__What to do__:
Reproduce the entries below exactly, but leave the pictures out.

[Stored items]
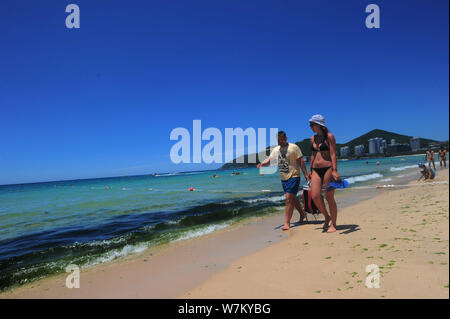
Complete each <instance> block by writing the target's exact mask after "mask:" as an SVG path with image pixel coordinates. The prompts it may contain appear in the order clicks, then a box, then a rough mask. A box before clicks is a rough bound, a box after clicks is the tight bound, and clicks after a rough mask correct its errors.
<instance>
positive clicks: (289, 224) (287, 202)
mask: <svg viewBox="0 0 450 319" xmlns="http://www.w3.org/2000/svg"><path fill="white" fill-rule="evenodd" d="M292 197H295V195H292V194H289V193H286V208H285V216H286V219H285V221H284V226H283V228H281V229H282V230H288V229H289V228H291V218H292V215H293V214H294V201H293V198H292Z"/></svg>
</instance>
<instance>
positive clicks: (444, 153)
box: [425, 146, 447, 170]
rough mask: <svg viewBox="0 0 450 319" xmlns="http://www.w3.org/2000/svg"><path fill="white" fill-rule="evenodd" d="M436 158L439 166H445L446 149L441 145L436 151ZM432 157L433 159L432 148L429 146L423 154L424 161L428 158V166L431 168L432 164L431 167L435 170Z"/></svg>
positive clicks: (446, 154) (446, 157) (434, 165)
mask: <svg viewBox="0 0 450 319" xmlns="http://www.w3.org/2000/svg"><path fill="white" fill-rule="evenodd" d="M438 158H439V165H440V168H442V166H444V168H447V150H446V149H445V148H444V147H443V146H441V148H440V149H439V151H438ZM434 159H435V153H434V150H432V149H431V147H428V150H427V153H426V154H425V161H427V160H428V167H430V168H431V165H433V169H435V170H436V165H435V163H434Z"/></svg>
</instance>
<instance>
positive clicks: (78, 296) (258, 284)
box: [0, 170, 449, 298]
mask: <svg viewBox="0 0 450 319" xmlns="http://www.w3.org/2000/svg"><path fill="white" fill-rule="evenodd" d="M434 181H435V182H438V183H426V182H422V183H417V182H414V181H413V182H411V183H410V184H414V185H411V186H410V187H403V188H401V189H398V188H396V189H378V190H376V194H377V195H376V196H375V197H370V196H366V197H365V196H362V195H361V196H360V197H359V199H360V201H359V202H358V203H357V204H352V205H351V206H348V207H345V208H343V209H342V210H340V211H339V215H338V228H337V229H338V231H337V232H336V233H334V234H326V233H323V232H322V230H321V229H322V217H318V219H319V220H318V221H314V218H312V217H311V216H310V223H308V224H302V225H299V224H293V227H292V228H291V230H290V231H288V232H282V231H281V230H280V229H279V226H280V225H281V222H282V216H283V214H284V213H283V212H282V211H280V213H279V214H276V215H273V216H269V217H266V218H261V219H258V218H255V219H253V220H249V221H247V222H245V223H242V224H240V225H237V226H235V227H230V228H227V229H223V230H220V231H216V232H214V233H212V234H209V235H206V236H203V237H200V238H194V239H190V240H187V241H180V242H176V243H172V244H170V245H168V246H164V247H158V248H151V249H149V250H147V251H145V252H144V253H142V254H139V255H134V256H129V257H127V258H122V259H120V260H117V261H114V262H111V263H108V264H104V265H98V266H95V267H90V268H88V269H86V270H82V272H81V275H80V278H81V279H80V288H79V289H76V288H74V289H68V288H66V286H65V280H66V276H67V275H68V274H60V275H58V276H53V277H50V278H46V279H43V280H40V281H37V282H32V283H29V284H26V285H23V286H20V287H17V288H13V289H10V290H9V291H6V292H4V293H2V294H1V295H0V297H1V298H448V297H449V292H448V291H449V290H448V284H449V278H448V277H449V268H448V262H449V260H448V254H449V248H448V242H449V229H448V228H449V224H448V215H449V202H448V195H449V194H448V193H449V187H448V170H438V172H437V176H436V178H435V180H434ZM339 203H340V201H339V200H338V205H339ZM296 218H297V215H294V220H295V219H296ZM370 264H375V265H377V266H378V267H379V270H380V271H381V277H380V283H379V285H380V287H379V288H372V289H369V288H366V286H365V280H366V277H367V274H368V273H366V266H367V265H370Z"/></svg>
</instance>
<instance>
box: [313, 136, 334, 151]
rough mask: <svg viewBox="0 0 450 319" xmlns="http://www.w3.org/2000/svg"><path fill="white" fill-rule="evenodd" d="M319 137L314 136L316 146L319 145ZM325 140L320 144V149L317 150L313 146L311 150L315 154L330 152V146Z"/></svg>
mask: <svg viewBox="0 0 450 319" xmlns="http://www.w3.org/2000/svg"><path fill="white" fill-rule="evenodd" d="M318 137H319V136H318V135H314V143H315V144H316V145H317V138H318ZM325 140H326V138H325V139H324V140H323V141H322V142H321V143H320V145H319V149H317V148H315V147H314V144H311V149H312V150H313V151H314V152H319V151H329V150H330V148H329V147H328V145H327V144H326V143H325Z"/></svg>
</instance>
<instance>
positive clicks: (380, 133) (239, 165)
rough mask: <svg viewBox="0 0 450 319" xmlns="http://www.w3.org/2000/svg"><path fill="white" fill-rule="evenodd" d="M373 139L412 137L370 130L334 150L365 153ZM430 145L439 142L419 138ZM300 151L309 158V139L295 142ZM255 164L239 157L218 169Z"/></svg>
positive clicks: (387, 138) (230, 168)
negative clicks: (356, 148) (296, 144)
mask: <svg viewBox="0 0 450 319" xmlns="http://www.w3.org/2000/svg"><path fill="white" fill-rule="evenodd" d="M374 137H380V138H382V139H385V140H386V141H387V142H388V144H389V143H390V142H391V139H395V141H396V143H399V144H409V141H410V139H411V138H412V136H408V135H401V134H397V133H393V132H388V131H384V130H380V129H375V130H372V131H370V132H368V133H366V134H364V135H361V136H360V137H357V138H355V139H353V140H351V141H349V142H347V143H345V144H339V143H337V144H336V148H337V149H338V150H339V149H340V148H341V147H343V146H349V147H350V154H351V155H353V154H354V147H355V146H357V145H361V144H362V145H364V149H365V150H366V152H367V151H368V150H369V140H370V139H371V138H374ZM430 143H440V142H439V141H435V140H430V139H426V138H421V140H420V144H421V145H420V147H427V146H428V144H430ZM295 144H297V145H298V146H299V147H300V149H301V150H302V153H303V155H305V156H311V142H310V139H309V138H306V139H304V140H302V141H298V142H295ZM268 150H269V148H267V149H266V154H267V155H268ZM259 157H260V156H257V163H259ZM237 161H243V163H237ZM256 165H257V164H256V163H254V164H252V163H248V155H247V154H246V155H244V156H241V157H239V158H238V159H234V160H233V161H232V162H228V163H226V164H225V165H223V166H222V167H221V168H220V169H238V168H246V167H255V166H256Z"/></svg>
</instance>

__Exercise result__:
Complete each <instance> block by writing the target's exact mask after "mask:" as an SVG path with image pixel coordinates. The prompts it may contain appear in the order clicks, then a box, then a rough mask. A box before clicks is a rough bound, a box after clicks is the tight bound, and clicks after a rough mask correct its errors.
<instance>
positive clicks: (289, 224) (287, 202)
mask: <svg viewBox="0 0 450 319" xmlns="http://www.w3.org/2000/svg"><path fill="white" fill-rule="evenodd" d="M292 197H295V195H292V194H289V193H286V208H285V216H286V219H285V221H284V226H283V228H281V229H282V230H288V229H289V228H291V218H292V215H293V214H294V201H293V198H292Z"/></svg>
</instance>
<instance>
positive clicks: (444, 153)
box: [425, 146, 447, 170]
rough mask: <svg viewBox="0 0 450 319" xmlns="http://www.w3.org/2000/svg"><path fill="white" fill-rule="evenodd" d="M436 158L439 166H445L446 149L441 145L436 151ZM432 157L433 159L432 148L429 146L423 154L424 161L428 158V166L431 168L432 164L431 167L435 170Z"/></svg>
positive clicks: (446, 154) (446, 157) (434, 165)
mask: <svg viewBox="0 0 450 319" xmlns="http://www.w3.org/2000/svg"><path fill="white" fill-rule="evenodd" d="M438 158H439V165H440V168H442V166H444V168H447V150H446V149H445V148H444V147H443V146H441V148H440V149H439V151H438ZM434 159H435V153H434V150H432V149H431V147H428V150H427V153H426V154H425V161H427V160H428V167H430V168H431V165H433V169H435V170H436V165H435V163H434Z"/></svg>
</instance>
<instance>
positive clicks: (78, 296) (258, 284)
box: [0, 170, 449, 298]
mask: <svg viewBox="0 0 450 319" xmlns="http://www.w3.org/2000/svg"><path fill="white" fill-rule="evenodd" d="M434 181H435V182H438V183H426V182H422V183H417V182H414V181H413V182H411V183H410V184H414V185H411V186H410V187H403V188H401V189H398V188H396V189H378V190H376V194H377V195H376V196H375V197H370V196H366V197H365V196H362V195H361V196H360V197H359V199H360V201H359V202H358V203H357V204H352V205H351V206H348V207H345V208H343V209H342V210H340V211H339V215H338V228H337V229H338V231H337V232H336V233H334V234H326V233H323V232H322V230H321V229H322V217H318V219H319V220H318V221H314V218H312V217H311V216H310V223H308V224H302V225H299V224H293V227H292V228H291V230H290V231H288V232H282V231H281V230H280V229H279V226H280V225H281V222H282V216H283V214H284V213H283V212H282V211H280V213H279V214H276V215H273V216H269V217H266V218H261V219H258V218H255V219H253V220H249V221H247V222H245V223H242V224H240V225H237V226H235V227H230V228H227V229H223V230H220V231H216V232H214V233H212V234H209V235H206V236H203V237H200V238H194V239H190V240H187V241H180V242H176V243H172V244H170V245H168V246H164V247H158V248H151V249H149V250H147V251H145V252H144V253H142V254H139V255H134V256H129V257H127V258H122V259H120V260H117V261H114V262H111V263H108V264H104V265H98V266H95V267H90V268H88V269H86V270H82V272H81V275H80V278H81V279H80V288H79V289H76V288H74V289H68V288H66V286H65V280H66V276H67V275H68V274H60V275H58V276H53V277H50V278H46V279H43V280H40V281H37V282H32V283H29V284H26V285H23V286H20V287H17V288H13V289H10V290H9V291H6V292H4V293H2V294H1V295H0V297H1V298H448V297H449V292H448V291H449V290H448V284H449V278H448V277H449V268H448V262H449V260H448V254H449V248H448V242H449V229H448V228H449V224H448V215H449V202H448V195H449V194H448V193H449V187H448V170H438V172H437V176H436V178H435V180H434ZM339 203H340V201H339V200H338V205H339ZM296 218H297V215H294V220H295V219H296ZM370 264H375V265H377V266H378V267H379V270H380V271H381V277H380V283H379V285H380V287H379V288H372V289H369V288H366V286H365V280H366V277H367V274H368V273H366V266H367V265H370Z"/></svg>
</instance>
<instance>
box: [313, 136, 334, 151]
rough mask: <svg viewBox="0 0 450 319" xmlns="http://www.w3.org/2000/svg"><path fill="white" fill-rule="evenodd" d="M319 137L314 136L316 146L319 145ZM325 140L320 144V149L317 150L313 146L311 150L315 154L330 152V146Z"/></svg>
mask: <svg viewBox="0 0 450 319" xmlns="http://www.w3.org/2000/svg"><path fill="white" fill-rule="evenodd" d="M318 137H319V136H318V135H314V143H315V144H316V145H317V138H318ZM325 140H326V138H325V139H324V140H323V141H322V142H321V143H320V145H319V149H317V148H315V147H314V144H311V149H312V150H313V151H314V152H319V151H329V150H330V148H329V147H328V145H327V144H326V143H325Z"/></svg>
</instance>
<instance>
positive clicks: (380, 133) (239, 165)
rough mask: <svg viewBox="0 0 450 319" xmlns="http://www.w3.org/2000/svg"><path fill="white" fill-rule="evenodd" d="M373 139L412 137L370 130L334 150L365 153ZM430 145L439 142L419 138ZM300 151L309 158V139L295 142ZM255 164L239 157L218 169Z"/></svg>
positive clicks: (387, 138) (230, 168)
negative clicks: (356, 148) (296, 144)
mask: <svg viewBox="0 0 450 319" xmlns="http://www.w3.org/2000/svg"><path fill="white" fill-rule="evenodd" d="M374 137H380V138H382V139H385V140H386V141H387V142H388V144H389V143H390V142H391V139H395V141H396V143H399V144H409V141H410V139H411V138H412V136H408V135H401V134H397V133H393V132H388V131H384V130H380V129H375V130H372V131H370V132H368V133H366V134H364V135H361V136H360V137H357V138H355V139H353V140H351V141H349V142H347V143H345V144H339V143H337V144H336V148H337V149H338V150H339V149H340V148H341V147H343V146H349V147H350V154H351V155H353V154H354V147H355V146H357V145H361V144H362V145H364V149H365V150H366V152H367V151H368V150H369V140H370V139H371V138H374ZM430 143H440V142H439V141H435V140H430V139H426V138H421V140H420V144H421V145H420V147H427V146H428V144H430ZM295 144H297V145H298V146H299V147H300V149H301V150H302V153H303V155H305V156H311V142H310V139H309V138H306V139H304V140H302V141H298V142H295ZM268 150H269V148H267V149H266V154H267V155H268ZM259 157H260V156H257V163H259ZM237 161H243V163H237ZM256 165H257V164H256V163H254V164H252V163H248V155H247V154H246V155H244V156H241V157H239V158H238V159H234V160H233V161H232V162H228V163H226V164H225V165H223V166H222V167H221V168H220V169H238V168H246V167H255V166H256Z"/></svg>
</instance>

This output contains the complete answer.